(Records excerpted from a collection)
-- Opening Marker --

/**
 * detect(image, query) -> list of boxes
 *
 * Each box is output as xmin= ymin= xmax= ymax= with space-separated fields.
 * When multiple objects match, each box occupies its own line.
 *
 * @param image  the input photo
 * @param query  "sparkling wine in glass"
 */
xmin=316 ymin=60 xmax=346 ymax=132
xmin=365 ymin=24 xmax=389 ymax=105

-- Closing Marker --

- Exercise details -
Restate every line of the data above exactly as it was written.

- Solution -
/**
 * detect(image, query) -> list of boxes
 *
 * Each box is output as xmin= ymin= xmax= ymax= with space-separated fields.
 * When multiple objects match, each box occupies its own line.
 *
 * @param image  the input photo
 * @param query  "sparkling wine in glass"
 */
xmin=316 ymin=60 xmax=346 ymax=132
xmin=365 ymin=24 xmax=389 ymax=105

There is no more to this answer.